Coupe des souvenirs qu’une liqueur brûlante,
Sous notre lèvre avide, emplissait jusqu’au bord,
Qu’en nos derniers banquets d’une main défaillante
Nous soulevons encor,
Vase qui conservais la saveur immortelle
De tout ce qui nous fit rêver, souffrir, aimer,
L’œil qui t’a vu plonger sous la vague éternelle
N’a plus qu’à se fermer.


M. Catulle Mendès a exprimé le même sentiment dans des vers d’un rythme différent :


Après l’angoisse et la folie,
Comme la nuit après le soir,
L’oubli m’est venu ; car j’oublie
Et c’est mon dernier désespoir,
Et mon âme aux vagues pensées
N’a même pas su retenir,
De toutes ses douleurs passées,
La douleur de s’en souvenir.


De si loin la rencontre est curieuse, mais pour différentes qu’aient été les vies, le fonds des tristesses est commun chez tous les enfans des hommes.

Données brutes:
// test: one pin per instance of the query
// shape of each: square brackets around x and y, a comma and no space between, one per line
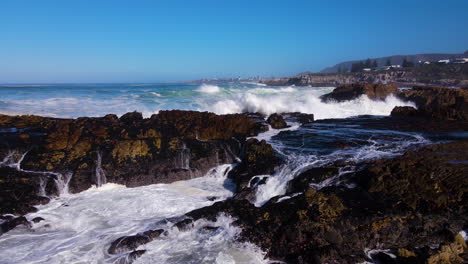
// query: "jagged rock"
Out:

Consigne 1: Traduisez en anglais cette phrase de l'extrait sur l'oubli : « De si loin la rencontre est curieuse, mais pour différentes qu'aient été les vies, le fonds des tristesses est commun chez tous les enfans des hommes. »
Consigne 2: Transcrivez sans rien modifier le passage de l'extrait sur l'oubli qui commence par « M. Catulle Mendès » et se poursuit jusqu'à « de s’en souvenir. » inclus.
Ces données forment un matériau à part, distinct de l'extrait.

Corrigé 1: From so far apart the meeting is curious, but however different the lives may have been, the store of sorrows is common to all the children of men.

Corrigé 2:
M. Catulle Mendès a exprimé le même sentiment dans des vers d’un rythme différent :


Après l’angoisse et la folie,
Comme la nuit après le soir,
L’oubli m’est venu ; car j’oublie
Et c’est mon dernier désespoir,
Et mon âme aux vagues pensées
N’a même pas su retenir,
De toutes ses douleurs passées,
La douleur de s’en souvenir.